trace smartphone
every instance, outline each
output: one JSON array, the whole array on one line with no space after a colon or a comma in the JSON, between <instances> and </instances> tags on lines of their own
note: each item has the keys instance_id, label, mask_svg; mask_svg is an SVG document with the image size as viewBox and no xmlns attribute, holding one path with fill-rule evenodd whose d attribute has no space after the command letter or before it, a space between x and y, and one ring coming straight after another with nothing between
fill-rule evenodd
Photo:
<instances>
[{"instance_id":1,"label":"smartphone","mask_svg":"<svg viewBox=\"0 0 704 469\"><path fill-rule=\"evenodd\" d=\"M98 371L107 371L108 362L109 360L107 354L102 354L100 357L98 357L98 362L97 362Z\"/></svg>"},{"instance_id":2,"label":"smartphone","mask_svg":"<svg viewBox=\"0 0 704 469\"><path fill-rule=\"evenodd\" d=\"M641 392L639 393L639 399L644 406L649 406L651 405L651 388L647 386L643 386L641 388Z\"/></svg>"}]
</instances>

☆ ☆ ☆ ☆

### [Set exercise]
Can you update the listing above by replacing "trace" with "segment" and leaving everything else unchanged?

### [Task answer]
segment smartphone
every instance, outline each
output: one JSON array, the whole array on one line with no space after a colon or a comma in the JSON, between <instances> and </instances> tags on lines of their own
note: each item has the keys instance_id, label, mask_svg; mask_svg is an SVG document with the image size as viewBox and no xmlns attribute, holding one path with fill-rule evenodd whose d attribute has no space after the command letter or before it, a space between x and y, and one ring coming straight after another with nothing between
fill-rule evenodd
Photo:
<instances>
[{"instance_id":1,"label":"smartphone","mask_svg":"<svg viewBox=\"0 0 704 469\"><path fill-rule=\"evenodd\" d=\"M98 371L107 371L108 362L109 360L107 354L102 354L100 357L98 357L98 362L97 362Z\"/></svg>"},{"instance_id":2,"label":"smartphone","mask_svg":"<svg viewBox=\"0 0 704 469\"><path fill-rule=\"evenodd\" d=\"M641 392L639 393L639 399L644 406L649 406L651 405L651 388L647 386L643 386L641 388Z\"/></svg>"}]
</instances>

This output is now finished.